• **TASK LIST**:
1. Answer these questions from the staff picks post, one answer per line, marked (a), (b), (c) to match.
(a) On what service does the talk show that Sarah Abdurrahman picks appear?
(b) What is the title of Erica Heller's memoir about her father?
(c) In what year did The Wind-up Bird Chronicle come out?
2. From the staff picks post, quote the part that begins with the words "The bonus in" and ends with the words "long winter weekend.".

• **DOCUMENT EXTRACT**:
━━━━

Staff Picks, November 28, 2011

Monday, November 28, 2011 - 04:49 PM

Your weekly dose of recommendations from the staff of OTM.  Give us some of your own down in the comments section and enjoy!

Sarah Abdurrahman: I pick the Hulu talk show “7 Minutes in Heaven with Mike O’Brien,” because I like funny things and it is very funny.  Saturday Night Live writer Mike O’Brien interviews celebrities in a closet, and usually tries to kiss them at the end, hence the name of the show.  The interviews are delightfully awkward, such as this one with Jack MCBrayer, the actor who plays Kenneth the Page on “30 Rock”:

Bob Garfield: Hero worship is a dangerous enterprise, as heroes -- beyond their heroic exploits --  tend to wobble on feet of clay. Erica Heller's Yossarian Slept Here, a poignant and maddening and generous memoir about life with father Joseph Heller, is therefore predictably difficult to confront. The author of Catch-22, Good as Gold and Something Happened was as ornery as he was charming, and dishonest as he was nakedly open.

The bonus in this book is some fine writing, including a breathtaking analogy between the Pont Alexandre bridge in Paris and the wives of famous men.

Brooke Gladstone: Great Read of November: The Wind-up Bird Chronicle by Haruki Murakami.  I completely missed this masterpiece from 1995 (evidently I was very busy then) but I urge you not to waste more time. It is a mystery, a love story  and a cultural/philosophical exploration with a little Twilight Zone thrown in;  a circuitous, profoundly satisfying journey for a long winter weekend.

━━━━

• **AVAILABLE DATA**:
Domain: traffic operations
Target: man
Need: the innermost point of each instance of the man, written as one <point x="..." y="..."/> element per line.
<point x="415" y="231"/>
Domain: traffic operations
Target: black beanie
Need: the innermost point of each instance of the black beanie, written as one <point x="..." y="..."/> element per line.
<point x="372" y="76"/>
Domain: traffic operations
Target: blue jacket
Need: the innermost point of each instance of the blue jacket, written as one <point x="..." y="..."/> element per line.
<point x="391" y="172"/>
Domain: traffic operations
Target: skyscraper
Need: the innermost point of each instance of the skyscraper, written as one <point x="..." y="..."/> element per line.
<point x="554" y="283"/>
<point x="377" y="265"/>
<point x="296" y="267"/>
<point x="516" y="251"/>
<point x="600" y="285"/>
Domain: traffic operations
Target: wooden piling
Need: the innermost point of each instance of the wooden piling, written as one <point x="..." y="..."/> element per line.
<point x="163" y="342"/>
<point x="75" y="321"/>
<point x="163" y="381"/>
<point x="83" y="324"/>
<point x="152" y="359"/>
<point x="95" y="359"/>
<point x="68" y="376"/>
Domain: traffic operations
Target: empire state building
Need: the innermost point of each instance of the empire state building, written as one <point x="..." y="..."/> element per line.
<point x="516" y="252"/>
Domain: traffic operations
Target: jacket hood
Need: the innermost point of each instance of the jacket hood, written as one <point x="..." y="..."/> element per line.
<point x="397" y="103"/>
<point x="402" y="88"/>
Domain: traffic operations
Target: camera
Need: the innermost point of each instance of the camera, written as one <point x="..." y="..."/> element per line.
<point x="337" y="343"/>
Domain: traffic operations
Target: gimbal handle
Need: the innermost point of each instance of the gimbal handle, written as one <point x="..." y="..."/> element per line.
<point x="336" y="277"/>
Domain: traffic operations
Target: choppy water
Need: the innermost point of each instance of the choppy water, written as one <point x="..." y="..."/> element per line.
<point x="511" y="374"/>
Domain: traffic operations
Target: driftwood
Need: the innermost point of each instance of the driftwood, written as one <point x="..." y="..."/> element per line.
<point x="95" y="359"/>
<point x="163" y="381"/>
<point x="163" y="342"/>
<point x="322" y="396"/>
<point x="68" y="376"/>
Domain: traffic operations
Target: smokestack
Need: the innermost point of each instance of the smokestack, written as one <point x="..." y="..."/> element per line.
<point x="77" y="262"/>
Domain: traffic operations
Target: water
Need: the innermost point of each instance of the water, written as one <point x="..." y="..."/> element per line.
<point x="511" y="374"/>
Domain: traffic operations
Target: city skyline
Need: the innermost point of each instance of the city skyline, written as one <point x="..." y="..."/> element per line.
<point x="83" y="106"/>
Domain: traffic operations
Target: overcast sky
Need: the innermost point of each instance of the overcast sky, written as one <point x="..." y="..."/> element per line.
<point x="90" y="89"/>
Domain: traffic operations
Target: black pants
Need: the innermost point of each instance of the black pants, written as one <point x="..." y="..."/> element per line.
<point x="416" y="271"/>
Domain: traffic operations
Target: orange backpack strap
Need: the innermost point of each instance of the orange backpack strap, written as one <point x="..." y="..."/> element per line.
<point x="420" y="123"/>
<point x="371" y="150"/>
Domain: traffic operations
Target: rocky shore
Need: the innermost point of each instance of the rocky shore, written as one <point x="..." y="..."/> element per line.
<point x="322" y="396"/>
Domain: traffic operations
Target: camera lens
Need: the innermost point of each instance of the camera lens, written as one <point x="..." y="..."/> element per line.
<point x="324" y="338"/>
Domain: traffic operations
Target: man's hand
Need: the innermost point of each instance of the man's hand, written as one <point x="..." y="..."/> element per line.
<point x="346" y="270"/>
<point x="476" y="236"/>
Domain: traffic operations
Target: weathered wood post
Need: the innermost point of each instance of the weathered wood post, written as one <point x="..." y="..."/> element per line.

━━━━

• **SOLUTIONS BELOW**:
1.
(a) Hulu
(b) Yossarian Slept Here
(c) 1995

2.
The bonus in this book is some fine writing, including a breathtaking analogy between the Pont Alexandre bridge in Paris and the wives of famous men.

Brooke Gladstone: Great Read of November: The Wind-up Bird Chronicle by Haruki Murakami.  I completely missed this masterpiece from 1995 (evidently I was very busy then) but I urge you not to waste more time. It is a mystery, a love story  and a cultural/philosophical exploration with a little Twilight Zone thrown in;  a circuitous, profoundly satisfying journey for a long winter weekend.